[SUPPLIED MATERIAL — start]
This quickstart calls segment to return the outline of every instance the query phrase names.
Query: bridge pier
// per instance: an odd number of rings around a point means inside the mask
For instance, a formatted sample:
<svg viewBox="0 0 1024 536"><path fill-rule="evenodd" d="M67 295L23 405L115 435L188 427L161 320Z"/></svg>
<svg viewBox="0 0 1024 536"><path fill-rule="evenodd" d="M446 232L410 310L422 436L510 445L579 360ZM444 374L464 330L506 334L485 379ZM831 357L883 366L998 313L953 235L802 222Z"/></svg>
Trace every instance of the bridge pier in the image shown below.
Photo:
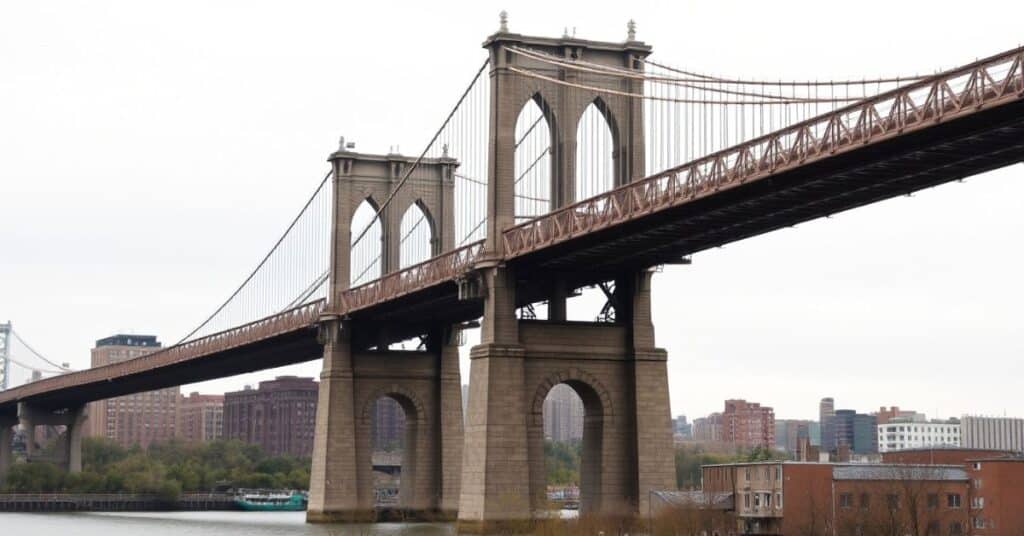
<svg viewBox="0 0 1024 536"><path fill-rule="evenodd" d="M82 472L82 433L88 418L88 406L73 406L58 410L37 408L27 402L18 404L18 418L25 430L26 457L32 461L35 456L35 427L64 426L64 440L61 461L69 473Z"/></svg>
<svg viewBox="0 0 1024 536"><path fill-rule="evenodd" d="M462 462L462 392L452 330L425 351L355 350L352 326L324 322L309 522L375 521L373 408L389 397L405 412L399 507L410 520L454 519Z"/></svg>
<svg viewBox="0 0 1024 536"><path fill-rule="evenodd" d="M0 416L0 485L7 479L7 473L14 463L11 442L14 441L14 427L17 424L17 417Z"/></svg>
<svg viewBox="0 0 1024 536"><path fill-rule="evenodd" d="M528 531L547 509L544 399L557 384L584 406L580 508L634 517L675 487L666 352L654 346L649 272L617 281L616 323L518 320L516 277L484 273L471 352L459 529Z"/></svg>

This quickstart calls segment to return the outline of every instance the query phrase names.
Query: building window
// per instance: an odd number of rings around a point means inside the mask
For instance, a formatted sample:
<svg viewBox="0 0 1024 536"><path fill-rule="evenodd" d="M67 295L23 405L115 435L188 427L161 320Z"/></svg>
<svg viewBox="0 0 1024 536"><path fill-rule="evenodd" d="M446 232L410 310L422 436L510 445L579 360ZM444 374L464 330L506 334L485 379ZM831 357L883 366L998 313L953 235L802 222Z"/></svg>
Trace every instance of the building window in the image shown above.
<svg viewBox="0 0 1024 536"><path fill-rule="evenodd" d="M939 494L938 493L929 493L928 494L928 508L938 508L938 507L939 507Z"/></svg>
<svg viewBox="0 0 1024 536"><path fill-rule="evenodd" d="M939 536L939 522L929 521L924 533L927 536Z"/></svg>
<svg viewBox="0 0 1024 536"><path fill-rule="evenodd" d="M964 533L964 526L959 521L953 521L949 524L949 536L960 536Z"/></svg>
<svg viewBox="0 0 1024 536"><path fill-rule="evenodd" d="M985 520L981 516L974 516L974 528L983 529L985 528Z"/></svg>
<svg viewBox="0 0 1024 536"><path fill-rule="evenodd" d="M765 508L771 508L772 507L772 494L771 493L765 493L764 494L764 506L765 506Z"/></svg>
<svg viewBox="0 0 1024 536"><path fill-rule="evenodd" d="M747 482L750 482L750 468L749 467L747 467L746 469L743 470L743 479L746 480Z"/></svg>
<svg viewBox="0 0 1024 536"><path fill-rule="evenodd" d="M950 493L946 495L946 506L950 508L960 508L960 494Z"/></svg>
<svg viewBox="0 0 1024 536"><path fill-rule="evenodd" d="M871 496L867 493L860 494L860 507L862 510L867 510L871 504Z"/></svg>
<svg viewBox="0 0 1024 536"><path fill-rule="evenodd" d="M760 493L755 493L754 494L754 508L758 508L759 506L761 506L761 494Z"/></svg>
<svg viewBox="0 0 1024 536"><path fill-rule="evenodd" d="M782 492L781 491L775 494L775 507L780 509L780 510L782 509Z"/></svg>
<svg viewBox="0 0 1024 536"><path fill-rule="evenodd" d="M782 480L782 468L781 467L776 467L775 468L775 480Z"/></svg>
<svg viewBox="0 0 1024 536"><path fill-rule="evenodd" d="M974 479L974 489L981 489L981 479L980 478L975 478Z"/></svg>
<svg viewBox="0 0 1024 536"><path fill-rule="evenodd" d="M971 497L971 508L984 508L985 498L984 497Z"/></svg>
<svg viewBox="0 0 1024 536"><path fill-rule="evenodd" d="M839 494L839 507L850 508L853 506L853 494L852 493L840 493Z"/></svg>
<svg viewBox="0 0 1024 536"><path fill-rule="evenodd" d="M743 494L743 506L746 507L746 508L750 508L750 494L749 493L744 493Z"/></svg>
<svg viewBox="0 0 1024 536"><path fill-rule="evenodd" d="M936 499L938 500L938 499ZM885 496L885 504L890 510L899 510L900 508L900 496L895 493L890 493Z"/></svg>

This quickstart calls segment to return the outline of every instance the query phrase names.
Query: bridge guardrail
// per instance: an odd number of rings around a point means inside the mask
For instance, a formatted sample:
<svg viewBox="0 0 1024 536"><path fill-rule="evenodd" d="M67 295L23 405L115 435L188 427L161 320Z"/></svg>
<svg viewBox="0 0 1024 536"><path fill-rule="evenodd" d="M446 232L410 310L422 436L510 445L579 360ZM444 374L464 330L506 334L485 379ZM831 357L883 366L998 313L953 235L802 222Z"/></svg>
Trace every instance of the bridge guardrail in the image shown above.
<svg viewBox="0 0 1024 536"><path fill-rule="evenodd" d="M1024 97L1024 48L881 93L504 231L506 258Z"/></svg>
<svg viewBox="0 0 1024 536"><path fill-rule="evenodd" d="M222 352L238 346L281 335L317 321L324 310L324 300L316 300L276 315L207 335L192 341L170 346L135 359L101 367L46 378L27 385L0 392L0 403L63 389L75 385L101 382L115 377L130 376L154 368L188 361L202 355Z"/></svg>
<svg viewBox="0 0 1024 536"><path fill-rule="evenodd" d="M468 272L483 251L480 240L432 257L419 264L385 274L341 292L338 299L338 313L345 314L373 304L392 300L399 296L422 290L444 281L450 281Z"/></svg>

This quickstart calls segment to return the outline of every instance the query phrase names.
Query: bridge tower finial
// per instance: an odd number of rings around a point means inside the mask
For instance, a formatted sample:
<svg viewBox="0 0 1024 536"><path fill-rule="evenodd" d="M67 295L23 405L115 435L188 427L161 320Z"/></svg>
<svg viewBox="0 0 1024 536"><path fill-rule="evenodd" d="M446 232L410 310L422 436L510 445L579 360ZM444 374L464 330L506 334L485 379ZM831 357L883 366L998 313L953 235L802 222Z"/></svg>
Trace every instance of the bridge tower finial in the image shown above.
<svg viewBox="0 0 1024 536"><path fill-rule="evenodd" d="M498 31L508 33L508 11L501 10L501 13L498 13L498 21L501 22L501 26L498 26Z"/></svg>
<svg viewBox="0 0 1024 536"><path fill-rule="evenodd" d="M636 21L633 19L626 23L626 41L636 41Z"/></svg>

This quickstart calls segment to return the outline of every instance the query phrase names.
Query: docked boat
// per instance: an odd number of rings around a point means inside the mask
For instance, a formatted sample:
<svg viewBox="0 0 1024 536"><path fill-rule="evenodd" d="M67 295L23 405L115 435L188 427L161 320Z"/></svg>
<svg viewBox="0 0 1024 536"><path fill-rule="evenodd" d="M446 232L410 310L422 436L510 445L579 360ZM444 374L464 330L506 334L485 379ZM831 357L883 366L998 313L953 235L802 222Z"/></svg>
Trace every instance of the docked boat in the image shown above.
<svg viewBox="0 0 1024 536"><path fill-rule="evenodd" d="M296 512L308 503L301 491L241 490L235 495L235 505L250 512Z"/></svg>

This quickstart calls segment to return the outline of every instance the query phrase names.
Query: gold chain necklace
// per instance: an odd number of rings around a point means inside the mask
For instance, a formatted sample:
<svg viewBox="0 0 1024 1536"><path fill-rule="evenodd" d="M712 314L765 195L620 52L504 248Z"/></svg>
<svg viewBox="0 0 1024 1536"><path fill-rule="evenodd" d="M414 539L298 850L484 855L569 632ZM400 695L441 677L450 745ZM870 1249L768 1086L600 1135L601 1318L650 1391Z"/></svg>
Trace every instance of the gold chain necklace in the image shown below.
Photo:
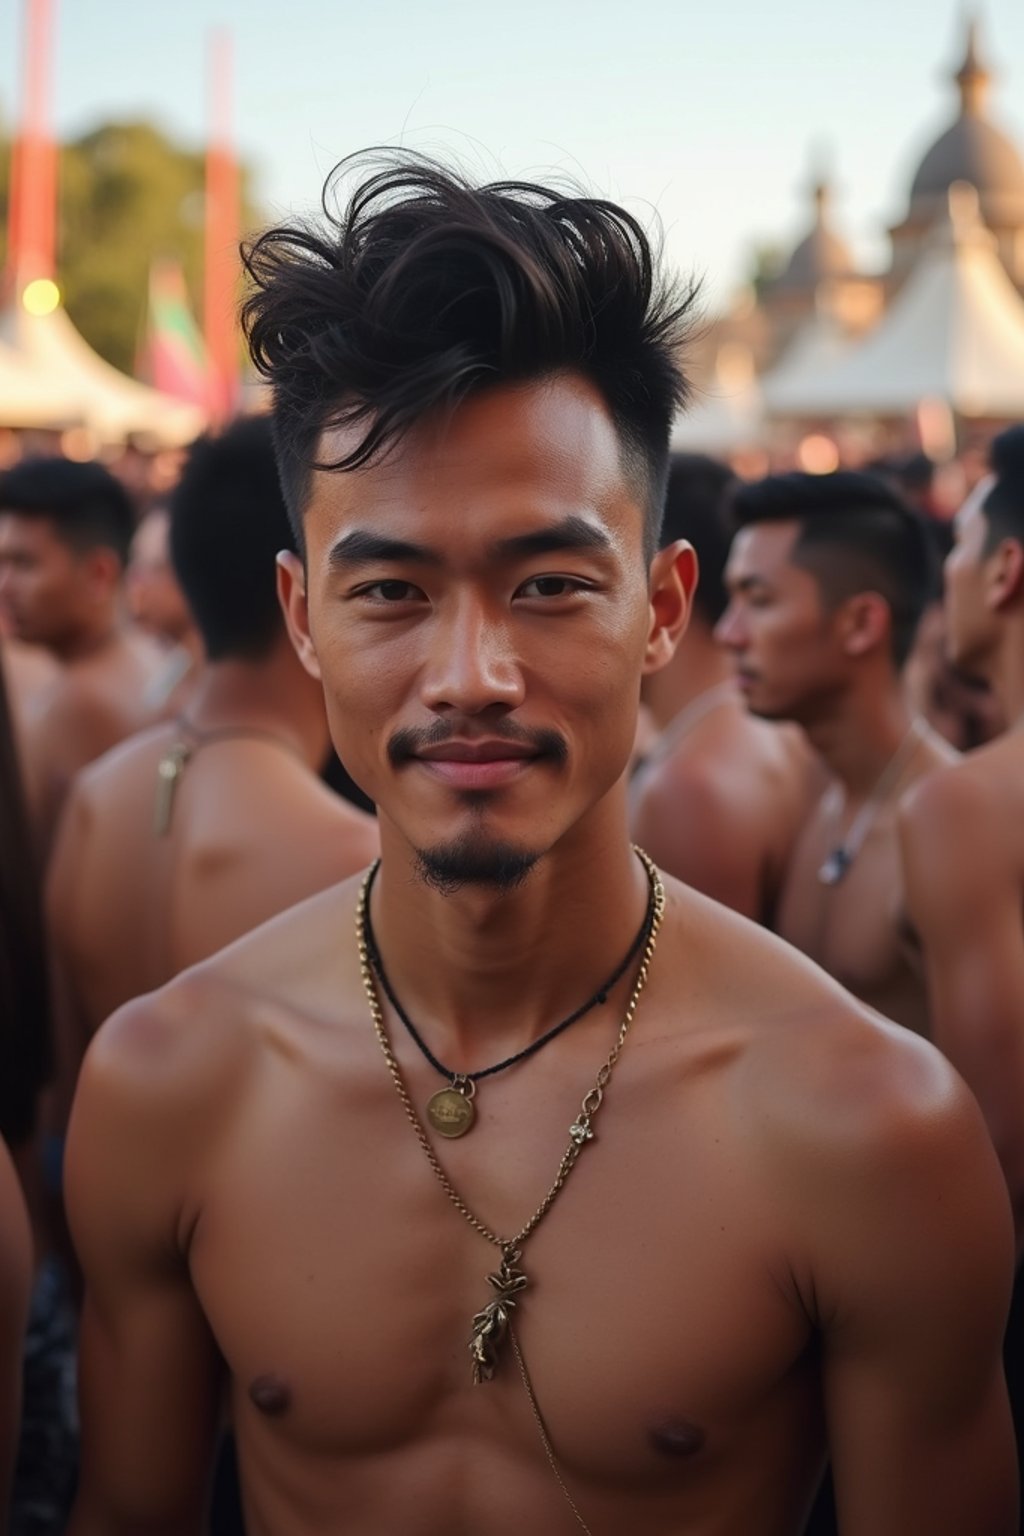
[SUPPLIED MATERIAL — finish]
- **PROBLEM DETAILS**
List each line of the entries that holds the string "chain".

- **SOLUTION FOR THIS PROBLEM**
Query: gold chain necklace
Trace every instance of the gold chain necklace in the image shown below.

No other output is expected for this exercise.